Provided entries:

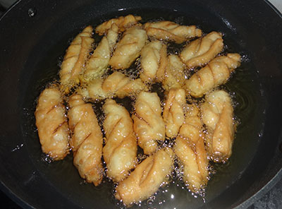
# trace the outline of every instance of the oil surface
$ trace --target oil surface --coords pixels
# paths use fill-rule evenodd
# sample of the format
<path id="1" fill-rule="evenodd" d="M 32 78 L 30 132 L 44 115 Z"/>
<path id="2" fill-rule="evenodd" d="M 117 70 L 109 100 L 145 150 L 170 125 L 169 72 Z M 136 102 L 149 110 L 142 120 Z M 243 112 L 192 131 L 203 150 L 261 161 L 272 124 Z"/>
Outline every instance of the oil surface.
<path id="1" fill-rule="evenodd" d="M 175 11 L 164 12 L 162 11 L 126 11 L 111 13 L 99 19 L 93 19 L 92 25 L 97 26 L 105 20 L 111 18 L 133 13 L 141 16 L 142 23 L 167 20 L 175 21 L 181 25 L 196 25 L 208 33 L 212 30 L 222 32 L 224 34 L 225 52 L 238 52 L 245 57 L 241 66 L 235 70 L 230 80 L 219 88 L 226 90 L 231 95 L 235 105 L 235 115 L 239 124 L 235 135 L 233 153 L 226 164 L 212 164 L 215 174 L 208 182 L 205 190 L 204 200 L 201 196 L 195 197 L 184 186 L 183 183 L 173 175 L 171 183 L 159 189 L 156 195 L 149 199 L 134 205 L 131 208 L 186 208 L 188 205 L 191 208 L 197 208 L 205 204 L 216 200 L 216 198 L 223 193 L 226 188 L 231 187 L 240 179 L 244 169 L 252 160 L 256 148 L 259 142 L 261 130 L 263 128 L 264 113 L 261 111 L 259 101 L 262 97 L 262 87 L 259 85 L 257 74 L 248 58 L 247 52 L 241 48 L 240 37 L 233 35 L 233 30 L 221 31 L 216 25 L 207 24 L 200 18 L 183 16 Z M 85 25 L 86 26 L 86 25 Z M 57 190 L 65 194 L 73 203 L 83 207 L 84 201 L 92 202 L 92 196 L 96 196 L 104 205 L 109 208 L 124 208 L 124 206 L 114 197 L 114 186 L 112 182 L 104 179 L 103 183 L 99 186 L 94 186 L 85 183 L 78 171 L 73 165 L 72 155 L 68 155 L 63 160 L 51 162 L 42 153 L 39 138 L 35 126 L 34 112 L 36 101 L 40 92 L 50 82 L 57 80 L 60 64 L 65 54 L 65 50 L 80 28 L 73 31 L 71 35 L 66 35 L 66 39 L 54 46 L 49 55 L 42 57 L 42 61 L 35 66 L 32 79 L 29 86 L 29 94 L 26 95 L 26 102 L 24 104 L 26 109 L 23 111 L 23 119 L 25 121 L 23 131 L 25 133 L 25 143 L 30 153 L 30 158 L 38 168 L 39 172 Z M 101 37 L 94 35 L 95 42 L 98 42 Z M 182 45 L 170 44 L 169 54 L 177 54 Z M 130 71 L 136 76 L 134 69 L 138 68 L 137 64 L 130 66 Z M 161 100 L 164 100 L 164 91 L 159 85 L 153 85 L 152 91 L 157 92 Z M 122 103 L 124 107 L 133 112 L 133 101 L 130 98 L 123 100 L 115 99 L 118 103 Z M 102 124 L 103 113 L 102 112 L 102 102 L 93 103 L 95 113 L 99 119 L 99 124 Z M 142 154 L 141 149 L 139 149 Z M 67 178 L 66 177 L 67 177 Z M 82 198 L 83 196 L 83 198 Z M 93 202 L 92 205 L 94 205 Z"/>

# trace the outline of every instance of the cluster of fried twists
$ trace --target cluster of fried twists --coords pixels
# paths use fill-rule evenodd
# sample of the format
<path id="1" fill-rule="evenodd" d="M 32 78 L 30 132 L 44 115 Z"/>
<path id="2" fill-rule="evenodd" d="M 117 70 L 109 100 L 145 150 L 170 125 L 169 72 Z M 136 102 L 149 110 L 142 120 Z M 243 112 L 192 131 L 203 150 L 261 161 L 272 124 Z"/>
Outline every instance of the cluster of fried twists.
<path id="1" fill-rule="evenodd" d="M 220 32 L 202 36 L 195 25 L 142 25 L 141 19 L 128 15 L 98 25 L 95 32 L 104 36 L 96 47 L 92 28 L 85 28 L 66 50 L 60 85 L 41 93 L 35 113 L 42 151 L 58 160 L 72 150 L 81 177 L 97 186 L 106 175 L 118 183 L 115 196 L 127 206 L 168 183 L 175 163 L 188 188 L 199 193 L 209 178 L 209 161 L 230 157 L 232 101 L 214 89 L 240 64 L 239 54 L 221 53 Z M 179 54 L 168 54 L 168 42 L 187 44 Z M 132 79 L 124 72 L 138 57 L 140 78 Z M 154 83 L 164 89 L 164 102 L 150 90 Z M 187 102 L 204 95 L 202 102 Z M 130 114 L 113 100 L 125 97 L 135 100 Z M 104 100 L 99 124 L 89 102 Z"/>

To do: Copy out the data from its very first line through the line containing "Outline every instance of the oil surface.", with both ends included. Leave the pictures out of your copy.

Output for this task:
# trace the outline of every instance of the oil surface
$ trace --target oil surface --coords pixels
# paths use fill-rule evenodd
# sample of the format
<path id="1" fill-rule="evenodd" d="M 32 78 L 30 132 L 44 115 Z"/>
<path id="2" fill-rule="evenodd" d="M 117 70 L 109 100 L 145 150 L 170 125 L 169 72 Z M 136 102 L 149 110 L 142 120 Z M 243 112 L 192 131 L 203 150 L 261 161 L 272 124 Z"/>
Outline every instance of the oil surface.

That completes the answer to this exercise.